Write down every entry below once more, exactly.

Data entries
☆ ☆ ☆ ☆ ☆
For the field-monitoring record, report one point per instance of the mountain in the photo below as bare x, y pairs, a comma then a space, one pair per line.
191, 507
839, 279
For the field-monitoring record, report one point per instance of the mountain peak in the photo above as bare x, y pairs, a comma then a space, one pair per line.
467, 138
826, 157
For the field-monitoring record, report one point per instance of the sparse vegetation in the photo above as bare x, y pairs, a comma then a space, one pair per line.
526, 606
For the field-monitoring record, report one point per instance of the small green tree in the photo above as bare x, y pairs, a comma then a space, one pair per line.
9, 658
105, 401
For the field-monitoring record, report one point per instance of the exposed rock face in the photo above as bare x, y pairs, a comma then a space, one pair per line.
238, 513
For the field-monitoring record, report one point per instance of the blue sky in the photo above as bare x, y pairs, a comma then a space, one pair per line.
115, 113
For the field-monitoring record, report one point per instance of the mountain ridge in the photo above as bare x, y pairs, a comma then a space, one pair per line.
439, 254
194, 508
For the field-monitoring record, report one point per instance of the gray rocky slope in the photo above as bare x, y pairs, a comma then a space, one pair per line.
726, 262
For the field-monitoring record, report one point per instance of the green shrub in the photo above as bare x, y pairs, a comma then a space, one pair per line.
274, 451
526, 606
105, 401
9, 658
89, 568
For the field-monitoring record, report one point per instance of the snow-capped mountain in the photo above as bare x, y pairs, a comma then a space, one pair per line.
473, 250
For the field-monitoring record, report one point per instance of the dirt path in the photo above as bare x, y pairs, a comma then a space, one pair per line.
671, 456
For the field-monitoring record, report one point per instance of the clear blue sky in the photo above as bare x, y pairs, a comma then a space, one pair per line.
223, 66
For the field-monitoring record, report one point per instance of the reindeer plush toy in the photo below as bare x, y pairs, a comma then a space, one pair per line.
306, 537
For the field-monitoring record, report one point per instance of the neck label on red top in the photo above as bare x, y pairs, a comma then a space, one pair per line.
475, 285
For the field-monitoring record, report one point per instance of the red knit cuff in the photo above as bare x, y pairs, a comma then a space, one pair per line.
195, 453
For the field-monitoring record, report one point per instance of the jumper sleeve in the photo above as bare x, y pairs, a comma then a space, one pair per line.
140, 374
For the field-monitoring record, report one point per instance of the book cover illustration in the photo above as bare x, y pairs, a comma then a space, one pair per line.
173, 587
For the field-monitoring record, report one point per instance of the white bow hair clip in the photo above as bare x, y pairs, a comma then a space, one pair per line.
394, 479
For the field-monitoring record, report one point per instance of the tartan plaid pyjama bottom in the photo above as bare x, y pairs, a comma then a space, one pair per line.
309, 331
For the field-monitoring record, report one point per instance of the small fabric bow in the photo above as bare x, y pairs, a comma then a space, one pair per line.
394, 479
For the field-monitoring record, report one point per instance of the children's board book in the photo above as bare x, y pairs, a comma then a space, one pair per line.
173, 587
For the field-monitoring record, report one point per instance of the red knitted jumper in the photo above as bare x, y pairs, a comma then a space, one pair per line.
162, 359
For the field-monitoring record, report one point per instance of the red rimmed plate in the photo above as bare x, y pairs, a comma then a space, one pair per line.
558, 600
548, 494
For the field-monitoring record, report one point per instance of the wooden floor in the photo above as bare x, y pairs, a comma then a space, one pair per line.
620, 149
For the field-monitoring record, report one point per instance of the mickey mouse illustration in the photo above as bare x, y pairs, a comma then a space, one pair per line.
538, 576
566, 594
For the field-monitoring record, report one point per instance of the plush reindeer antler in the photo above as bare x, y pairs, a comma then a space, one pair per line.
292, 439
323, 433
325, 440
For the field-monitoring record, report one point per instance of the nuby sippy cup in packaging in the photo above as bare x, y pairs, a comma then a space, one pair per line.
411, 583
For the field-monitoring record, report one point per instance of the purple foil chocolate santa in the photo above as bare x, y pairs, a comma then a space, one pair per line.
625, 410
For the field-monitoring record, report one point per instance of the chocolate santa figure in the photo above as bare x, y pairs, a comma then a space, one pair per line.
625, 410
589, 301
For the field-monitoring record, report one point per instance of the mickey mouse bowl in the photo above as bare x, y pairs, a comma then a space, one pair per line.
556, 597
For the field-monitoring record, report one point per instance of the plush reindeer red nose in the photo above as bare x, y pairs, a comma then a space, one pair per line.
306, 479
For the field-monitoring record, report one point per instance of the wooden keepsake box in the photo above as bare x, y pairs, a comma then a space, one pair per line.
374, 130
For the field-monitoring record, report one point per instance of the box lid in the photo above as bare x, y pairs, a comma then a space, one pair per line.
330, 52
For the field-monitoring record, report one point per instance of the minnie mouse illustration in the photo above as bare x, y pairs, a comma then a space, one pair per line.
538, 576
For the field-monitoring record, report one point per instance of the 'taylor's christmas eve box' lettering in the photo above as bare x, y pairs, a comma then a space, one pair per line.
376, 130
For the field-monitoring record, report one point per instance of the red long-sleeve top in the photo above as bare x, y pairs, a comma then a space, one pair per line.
☆ ☆ ☆ ☆ ☆
§ **Result of this exercise**:
For the field-monitoring record, report one point per instance of the mountain in the photo below as bare x, y pairs, a comma then a space, one pair per line.
191, 507
839, 279
For the field-monitoring record, report one point per instance of the mountain peak in the photo above as bare x, y pairs, a comma then a space, one pair per line.
467, 138
826, 157
For the field-monitoring record, report one point per instance of the sparse vegetation in the photo above as bare x, y pairs, a comma then a space, one pair per line.
526, 606
For the field-monitoring record, report one point per instance of the small green tree in the photo above as bare x, y pairs, a comma then a space, one pair per line.
9, 658
105, 401
For the field-monitoring record, report one point per instance of the exposed rock face in the photo above as bare x, y pairs, a comma then a space, one pair per line.
238, 513
For the field-monitoring record, report one point per instance of the blue sky in the photo above as bare x, y pairs, a comma then a space, one pair per line.
115, 113
For the field-monitoring record, report one point per instance of the mountain ridge in the photo above as bare x, y pairs, a comma then a space, one pair per line.
439, 254
194, 508
For the field-monitoring record, report one point per instance of the gray rocky slope in the photo above as bare x, y pairs, a comma then a space, one pair per line.
726, 262
For the field-monitoring record, report one point per instance of the green shrub in the photo above as bare x, y pairs, a comma then a space, one pair per line.
274, 451
526, 606
105, 401
9, 658
89, 568
For the field-monitoring record, report one point per instance of the snow-capped mountain in the photo above as bare x, y pairs, a comma then a space, one pair per line.
473, 250
For the field-monitoring record, report one point per instance of the dirt path in the photo above as bare x, y pairs, a comma then a space, one pair per line.
671, 456
For the field-monitoring record, report one point per instance of the clear blue sky in the photo above as bare x, y pairs, a comma then a space, one pair per line.
223, 66
For the field-monitoring record, report one point per instance of the reindeer plush toy in the photo below as bare x, y pairs, a comma then a space, one pair per line.
306, 537
For the field-monitoring record, report one point per instance of the neck label on red top in the photo above as bare x, y pairs, a comma then a space, one pair per line.
475, 285
For the field-monitoring record, report one point per instance of the red knit cuff in the photo above as bare x, y pairs, a comma then a space, one pair per line.
195, 453
For the field-monitoring record, report one point per instance of the jumper sleeve in the photo above as bare x, y pairs, a comma then a space, one pair per line.
140, 374
For the field-monitoring record, report one point per instance of the book cover illustration in the photo above as bare x, y pairs, a comma then a space, one pair per line.
173, 587
For the field-monitoring record, report one point per instance of the white bow hair clip in the photo above as bare x, y pairs, a comma then a space, one pair per line.
394, 479
For the field-monitoring record, report one point per instance of the tartan plaid pyjama bottom in the photo above as bare x, y pairs, a comma then a space, one pair per line.
309, 331
For the field-monitoring record, report one point per instance of the small fabric bow in the photo above as bare x, y pairs, a comma then a space, one pair per line.
394, 479
For the field-monitoring record, report one point per instance of the children's board book in the photo above as bare x, y pairs, a comma then a space, one pair per line.
173, 587
For the field-monitoring record, report one point per instance of the red knitted jumper in the photo above as bare x, y pairs, a comma then a space, one pair per line.
162, 359
For the field-monitoring record, report one point per instance of the red rimmed plate in the photo above as bare x, y pairs, a comma then a space, one pair per line.
558, 600
548, 494
For the field-monitoring record, report one point per instance of the wooden floor in the photo above as bare x, y pairs, a comma then a space, one pair per line.
620, 149
For the field-monitoring record, report one point per instance of the mickey mouse illustration in the photo above as bare x, y pairs, a comma then a space, one pair per line.
538, 576
566, 594
For the field-monitoring record, report one point per instance of the plush reindeer antler in the photo above as bare x, y pairs, a comma then a space, one pair per line.
292, 439
323, 433
325, 440
For the field-monitoring record, report one point per instance of the nuby sippy cup in packaging in the photo above as bare x, y pairs, a comma then a space, one pair per line.
411, 583
For the field-monitoring record, report one point per instance of the purple foil chocolate santa in the photo above as bare x, y pairs, a comma then a space, one pair per line.
625, 410
For the field-monitoring record, report one point per instance of the chocolate santa figure in the photo above as bare x, y pairs, a comma then a space, one pair per line.
625, 410
589, 301
For the field-monitoring record, report one point per instance of the mickey mouse bowl in the photo above as bare x, y pairs, a comma then a space, one pair per line.
556, 597
For the field-monitoring record, report one point per instance of the plush reindeer red nose in the photo above as bare x, y pairs, a comma then a space, one pair per line.
306, 479
For the field-monitoring record, report one point per instance of the wooden keepsake box in the photo above as bare x, y pairs, a comma then a space, one pair per line.
374, 130
For the field-monitoring record, report one point per instance of the box lid in the photo above as bare x, y pairs, a comma then a space, one pair per line.
330, 52
For the field-monitoring record, report one point per instance of the minnie mouse illustration in the photo above as bare x, y pairs, a comma then a space, one pair per line.
538, 576
For the field-monitoring record, report one point per instance of the 'taylor's christmas eve box' lettering in the photo above as bare x, y pairs, a comma then a space, one pair per line.
376, 130
For the field-monitoring record, report one point per instance of the red long-sleeve top in the photo above as bare x, y pairs, a comma then a space, one pair per line.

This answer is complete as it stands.